What the task requires → Please show every line in the entries below that includes the word "water".

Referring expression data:
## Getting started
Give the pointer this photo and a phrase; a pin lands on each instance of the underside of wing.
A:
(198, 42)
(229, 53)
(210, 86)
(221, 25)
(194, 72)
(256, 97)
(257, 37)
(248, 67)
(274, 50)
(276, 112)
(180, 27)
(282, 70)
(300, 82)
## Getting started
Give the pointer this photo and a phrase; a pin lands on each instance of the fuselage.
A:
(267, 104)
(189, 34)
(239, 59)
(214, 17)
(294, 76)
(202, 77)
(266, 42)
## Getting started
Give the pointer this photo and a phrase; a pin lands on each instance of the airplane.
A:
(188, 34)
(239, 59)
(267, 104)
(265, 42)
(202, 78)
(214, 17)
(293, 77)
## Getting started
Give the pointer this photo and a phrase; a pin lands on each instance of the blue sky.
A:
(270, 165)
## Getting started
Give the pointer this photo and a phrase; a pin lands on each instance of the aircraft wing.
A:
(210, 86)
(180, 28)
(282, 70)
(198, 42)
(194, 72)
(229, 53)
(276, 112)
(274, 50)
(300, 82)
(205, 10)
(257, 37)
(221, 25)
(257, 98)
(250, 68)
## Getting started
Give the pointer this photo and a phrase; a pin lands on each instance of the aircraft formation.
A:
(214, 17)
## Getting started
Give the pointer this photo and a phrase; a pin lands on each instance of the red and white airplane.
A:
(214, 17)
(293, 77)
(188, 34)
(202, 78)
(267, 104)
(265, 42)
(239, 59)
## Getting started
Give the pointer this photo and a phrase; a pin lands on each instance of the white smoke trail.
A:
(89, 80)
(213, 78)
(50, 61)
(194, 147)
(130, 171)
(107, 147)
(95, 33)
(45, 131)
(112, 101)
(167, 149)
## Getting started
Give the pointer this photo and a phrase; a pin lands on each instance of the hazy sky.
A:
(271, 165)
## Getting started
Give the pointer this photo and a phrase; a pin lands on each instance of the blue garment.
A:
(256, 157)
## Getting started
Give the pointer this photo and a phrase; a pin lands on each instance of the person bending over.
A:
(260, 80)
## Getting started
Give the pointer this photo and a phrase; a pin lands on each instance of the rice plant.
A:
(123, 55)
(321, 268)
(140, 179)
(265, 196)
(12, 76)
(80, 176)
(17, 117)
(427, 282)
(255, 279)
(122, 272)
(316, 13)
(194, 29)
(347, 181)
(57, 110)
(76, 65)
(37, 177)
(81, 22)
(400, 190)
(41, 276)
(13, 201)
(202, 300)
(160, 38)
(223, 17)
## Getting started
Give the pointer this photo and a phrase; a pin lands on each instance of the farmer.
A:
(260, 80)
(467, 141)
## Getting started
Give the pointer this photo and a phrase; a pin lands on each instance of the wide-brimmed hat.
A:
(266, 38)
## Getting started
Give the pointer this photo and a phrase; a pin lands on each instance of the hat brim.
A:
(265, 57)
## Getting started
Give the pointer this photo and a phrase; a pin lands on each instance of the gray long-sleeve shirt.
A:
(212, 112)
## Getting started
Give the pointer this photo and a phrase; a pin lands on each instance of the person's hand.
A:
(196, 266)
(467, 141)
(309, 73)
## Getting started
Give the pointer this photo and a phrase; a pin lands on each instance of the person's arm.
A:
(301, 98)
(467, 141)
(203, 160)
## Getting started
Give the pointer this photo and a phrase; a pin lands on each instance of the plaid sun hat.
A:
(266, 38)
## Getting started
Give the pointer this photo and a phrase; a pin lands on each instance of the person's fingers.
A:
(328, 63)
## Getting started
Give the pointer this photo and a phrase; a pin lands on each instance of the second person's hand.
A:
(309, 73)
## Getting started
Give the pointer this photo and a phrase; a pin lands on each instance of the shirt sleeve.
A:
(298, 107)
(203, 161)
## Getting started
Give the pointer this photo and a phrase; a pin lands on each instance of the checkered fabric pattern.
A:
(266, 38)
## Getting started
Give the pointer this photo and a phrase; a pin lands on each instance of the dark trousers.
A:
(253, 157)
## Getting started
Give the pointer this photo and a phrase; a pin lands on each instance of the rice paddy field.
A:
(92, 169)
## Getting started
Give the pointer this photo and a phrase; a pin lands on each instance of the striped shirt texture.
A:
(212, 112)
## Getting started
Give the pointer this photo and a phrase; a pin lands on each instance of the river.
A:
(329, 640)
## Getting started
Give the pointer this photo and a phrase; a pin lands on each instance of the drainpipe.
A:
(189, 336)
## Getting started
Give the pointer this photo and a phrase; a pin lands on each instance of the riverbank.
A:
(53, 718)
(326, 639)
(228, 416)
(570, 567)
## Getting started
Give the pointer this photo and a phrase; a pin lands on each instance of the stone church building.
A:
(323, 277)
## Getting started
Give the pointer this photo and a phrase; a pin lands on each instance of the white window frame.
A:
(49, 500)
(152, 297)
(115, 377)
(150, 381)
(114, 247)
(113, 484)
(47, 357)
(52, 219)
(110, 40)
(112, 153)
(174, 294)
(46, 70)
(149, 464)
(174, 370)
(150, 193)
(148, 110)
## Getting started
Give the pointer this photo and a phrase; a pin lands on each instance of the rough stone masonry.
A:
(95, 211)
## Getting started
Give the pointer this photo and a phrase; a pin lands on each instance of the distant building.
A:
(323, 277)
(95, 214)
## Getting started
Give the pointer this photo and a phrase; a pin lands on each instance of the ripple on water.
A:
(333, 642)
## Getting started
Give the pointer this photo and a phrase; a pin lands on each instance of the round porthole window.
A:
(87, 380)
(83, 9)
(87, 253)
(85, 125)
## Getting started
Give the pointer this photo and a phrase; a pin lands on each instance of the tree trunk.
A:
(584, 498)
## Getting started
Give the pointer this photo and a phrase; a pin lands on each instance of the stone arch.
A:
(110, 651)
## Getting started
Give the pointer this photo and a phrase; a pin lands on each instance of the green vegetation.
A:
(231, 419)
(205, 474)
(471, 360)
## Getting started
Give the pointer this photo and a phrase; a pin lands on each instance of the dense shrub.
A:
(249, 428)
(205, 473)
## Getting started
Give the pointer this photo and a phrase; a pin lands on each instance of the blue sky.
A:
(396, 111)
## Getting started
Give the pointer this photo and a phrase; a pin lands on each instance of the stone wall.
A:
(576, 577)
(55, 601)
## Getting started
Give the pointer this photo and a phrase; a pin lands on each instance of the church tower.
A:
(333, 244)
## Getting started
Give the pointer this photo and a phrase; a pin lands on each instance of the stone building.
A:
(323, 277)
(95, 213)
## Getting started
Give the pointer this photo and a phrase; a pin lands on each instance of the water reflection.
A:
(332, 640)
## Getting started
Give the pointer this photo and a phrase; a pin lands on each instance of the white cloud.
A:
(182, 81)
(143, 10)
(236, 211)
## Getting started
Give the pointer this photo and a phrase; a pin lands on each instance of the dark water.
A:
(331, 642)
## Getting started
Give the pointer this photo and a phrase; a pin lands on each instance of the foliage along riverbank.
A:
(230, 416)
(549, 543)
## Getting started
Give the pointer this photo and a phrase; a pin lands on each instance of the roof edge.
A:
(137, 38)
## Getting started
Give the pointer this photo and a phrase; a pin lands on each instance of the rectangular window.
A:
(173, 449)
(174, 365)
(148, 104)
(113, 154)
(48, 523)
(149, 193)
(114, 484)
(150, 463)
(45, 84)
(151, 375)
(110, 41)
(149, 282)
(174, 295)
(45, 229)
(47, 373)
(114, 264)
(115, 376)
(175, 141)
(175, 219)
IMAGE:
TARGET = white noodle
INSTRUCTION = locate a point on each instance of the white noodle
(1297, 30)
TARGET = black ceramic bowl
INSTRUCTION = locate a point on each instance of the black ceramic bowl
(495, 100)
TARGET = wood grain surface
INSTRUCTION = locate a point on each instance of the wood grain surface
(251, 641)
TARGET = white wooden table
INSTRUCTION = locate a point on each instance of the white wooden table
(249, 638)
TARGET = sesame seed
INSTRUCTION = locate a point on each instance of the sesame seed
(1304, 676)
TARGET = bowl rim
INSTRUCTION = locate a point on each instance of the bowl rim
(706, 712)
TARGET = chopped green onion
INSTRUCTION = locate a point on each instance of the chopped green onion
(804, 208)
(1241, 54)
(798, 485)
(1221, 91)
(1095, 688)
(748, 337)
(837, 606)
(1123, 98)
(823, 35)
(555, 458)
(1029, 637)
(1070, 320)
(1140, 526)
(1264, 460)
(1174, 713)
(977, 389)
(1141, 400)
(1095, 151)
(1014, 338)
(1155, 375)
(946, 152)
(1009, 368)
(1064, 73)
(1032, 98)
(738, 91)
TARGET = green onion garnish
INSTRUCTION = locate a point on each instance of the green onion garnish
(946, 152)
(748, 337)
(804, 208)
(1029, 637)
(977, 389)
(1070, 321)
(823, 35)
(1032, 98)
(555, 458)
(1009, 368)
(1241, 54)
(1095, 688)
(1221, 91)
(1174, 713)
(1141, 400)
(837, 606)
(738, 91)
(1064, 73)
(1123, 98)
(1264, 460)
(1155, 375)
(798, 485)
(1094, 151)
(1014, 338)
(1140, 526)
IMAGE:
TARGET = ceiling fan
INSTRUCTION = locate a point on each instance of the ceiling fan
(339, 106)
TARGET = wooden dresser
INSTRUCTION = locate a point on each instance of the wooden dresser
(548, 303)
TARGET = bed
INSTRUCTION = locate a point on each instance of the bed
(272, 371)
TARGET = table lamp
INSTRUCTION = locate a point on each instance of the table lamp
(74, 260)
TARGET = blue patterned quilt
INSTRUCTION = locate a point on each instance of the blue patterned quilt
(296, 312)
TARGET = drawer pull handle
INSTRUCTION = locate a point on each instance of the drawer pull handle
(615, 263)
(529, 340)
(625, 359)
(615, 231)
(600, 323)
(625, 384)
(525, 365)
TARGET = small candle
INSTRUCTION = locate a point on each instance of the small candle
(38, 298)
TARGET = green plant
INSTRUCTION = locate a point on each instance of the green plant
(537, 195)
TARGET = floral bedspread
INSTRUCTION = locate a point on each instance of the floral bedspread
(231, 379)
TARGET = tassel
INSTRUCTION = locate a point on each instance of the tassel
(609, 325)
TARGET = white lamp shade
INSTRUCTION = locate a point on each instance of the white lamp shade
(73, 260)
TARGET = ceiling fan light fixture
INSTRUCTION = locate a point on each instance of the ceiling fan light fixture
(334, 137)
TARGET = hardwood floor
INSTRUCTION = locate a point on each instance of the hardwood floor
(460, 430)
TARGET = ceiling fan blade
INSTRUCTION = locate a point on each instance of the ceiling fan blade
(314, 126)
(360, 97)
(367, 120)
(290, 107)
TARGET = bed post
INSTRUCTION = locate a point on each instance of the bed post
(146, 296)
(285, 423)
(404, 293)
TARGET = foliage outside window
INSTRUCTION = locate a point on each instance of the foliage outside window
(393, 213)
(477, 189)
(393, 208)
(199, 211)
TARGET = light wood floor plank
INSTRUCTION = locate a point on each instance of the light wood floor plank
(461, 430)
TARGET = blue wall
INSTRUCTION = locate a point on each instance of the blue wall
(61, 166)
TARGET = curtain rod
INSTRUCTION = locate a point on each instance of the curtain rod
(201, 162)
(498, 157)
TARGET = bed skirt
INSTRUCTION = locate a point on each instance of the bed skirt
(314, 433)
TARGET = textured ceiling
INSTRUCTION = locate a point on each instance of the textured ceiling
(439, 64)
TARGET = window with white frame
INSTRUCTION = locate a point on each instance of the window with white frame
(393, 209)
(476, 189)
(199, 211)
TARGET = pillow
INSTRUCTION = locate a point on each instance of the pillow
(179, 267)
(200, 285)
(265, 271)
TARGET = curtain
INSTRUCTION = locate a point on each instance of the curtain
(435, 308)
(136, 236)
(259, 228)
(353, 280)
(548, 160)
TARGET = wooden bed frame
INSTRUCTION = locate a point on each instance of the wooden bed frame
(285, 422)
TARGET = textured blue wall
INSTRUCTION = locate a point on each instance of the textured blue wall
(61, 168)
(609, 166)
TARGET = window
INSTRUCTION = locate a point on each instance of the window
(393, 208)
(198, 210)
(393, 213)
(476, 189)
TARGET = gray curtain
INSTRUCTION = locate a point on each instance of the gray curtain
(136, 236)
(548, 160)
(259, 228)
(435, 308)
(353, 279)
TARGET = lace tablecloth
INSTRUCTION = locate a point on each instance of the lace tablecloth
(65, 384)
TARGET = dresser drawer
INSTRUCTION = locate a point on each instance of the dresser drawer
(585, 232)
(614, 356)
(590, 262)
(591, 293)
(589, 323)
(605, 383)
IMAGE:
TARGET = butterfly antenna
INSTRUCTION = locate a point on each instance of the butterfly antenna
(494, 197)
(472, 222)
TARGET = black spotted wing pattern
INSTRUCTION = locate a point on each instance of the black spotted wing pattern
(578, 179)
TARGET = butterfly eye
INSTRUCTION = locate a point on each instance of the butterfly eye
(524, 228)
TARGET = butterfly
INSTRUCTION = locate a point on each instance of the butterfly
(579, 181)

Expected answer →
Give the pointer this photo and a phrase; a pin lands on each instance of the ripple on water.
Give the pointer this photo and a phrase; a pin lands on each instance of the water reflection.
Give the pointer this photo and a phrase; a pin lands on each instance of the dark water.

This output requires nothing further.